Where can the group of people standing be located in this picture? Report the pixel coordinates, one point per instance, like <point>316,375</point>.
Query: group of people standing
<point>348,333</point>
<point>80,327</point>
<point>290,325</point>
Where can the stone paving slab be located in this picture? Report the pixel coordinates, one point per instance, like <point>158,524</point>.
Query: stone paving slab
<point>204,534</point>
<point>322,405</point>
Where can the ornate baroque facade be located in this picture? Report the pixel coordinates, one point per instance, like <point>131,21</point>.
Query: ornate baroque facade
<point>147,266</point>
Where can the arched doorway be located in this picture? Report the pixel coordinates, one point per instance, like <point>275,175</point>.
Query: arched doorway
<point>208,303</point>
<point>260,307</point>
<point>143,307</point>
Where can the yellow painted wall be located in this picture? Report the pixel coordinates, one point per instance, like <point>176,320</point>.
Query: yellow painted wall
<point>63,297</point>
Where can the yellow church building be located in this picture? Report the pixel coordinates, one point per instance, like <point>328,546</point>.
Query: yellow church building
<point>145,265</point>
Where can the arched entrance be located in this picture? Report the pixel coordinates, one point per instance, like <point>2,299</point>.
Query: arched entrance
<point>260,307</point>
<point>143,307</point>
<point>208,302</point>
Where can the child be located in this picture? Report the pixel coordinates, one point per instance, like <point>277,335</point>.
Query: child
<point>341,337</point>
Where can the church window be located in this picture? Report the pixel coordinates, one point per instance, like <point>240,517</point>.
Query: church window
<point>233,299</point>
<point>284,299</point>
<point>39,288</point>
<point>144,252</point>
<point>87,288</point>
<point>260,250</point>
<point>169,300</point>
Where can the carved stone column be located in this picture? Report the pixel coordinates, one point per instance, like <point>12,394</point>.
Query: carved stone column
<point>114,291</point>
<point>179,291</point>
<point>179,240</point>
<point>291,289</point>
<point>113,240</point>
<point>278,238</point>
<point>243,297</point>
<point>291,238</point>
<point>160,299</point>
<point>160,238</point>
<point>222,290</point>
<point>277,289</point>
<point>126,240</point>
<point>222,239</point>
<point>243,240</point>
---
TASK DESCRIPTION:
In the listing, from its first line through the line containing "<point>208,302</point>", replace "arched" with "curved" and reproduce that stretch with everything else unchanged.

ANSWER TO THIS EXERCISE:
Where can the group of people standing be located in this picture? Report the pixel coordinates, one point per instance, like <point>316,375</point>.
Query: group of people standing
<point>348,333</point>
<point>80,327</point>
<point>290,325</point>
Where can the stone paving slab be located in this picture? Report the pixel coordinates, one point per instance, like <point>158,524</point>.
Query: stone paving slab
<point>204,534</point>
<point>322,405</point>
Where can the ornate baroque facade be located in this picture? Report the pixel coordinates, one point per instance, like <point>131,21</point>.
Query: ornate baroque facade
<point>147,266</point>
Where can the curved doorway be located in this picture? Report the pixel coordinates, one point per instance, like <point>275,175</point>.
Query: curved doorway
<point>208,303</point>
<point>260,307</point>
<point>143,307</point>
Where can the yellow painted wall be located in this picture? Report the pixel coordinates, one point per instance, like <point>176,320</point>.
Query: yellow painted wall
<point>63,297</point>
Where can the yellow church building be located in this picture? Report the pixel coordinates, one point per instance, like <point>328,546</point>.
Query: yellow church building
<point>145,265</point>
Where can the curved entrance be located in this picture? Report the pixel coordinates, one point per instance, like <point>2,299</point>.
Query: curved entrance
<point>260,307</point>
<point>143,307</point>
<point>208,302</point>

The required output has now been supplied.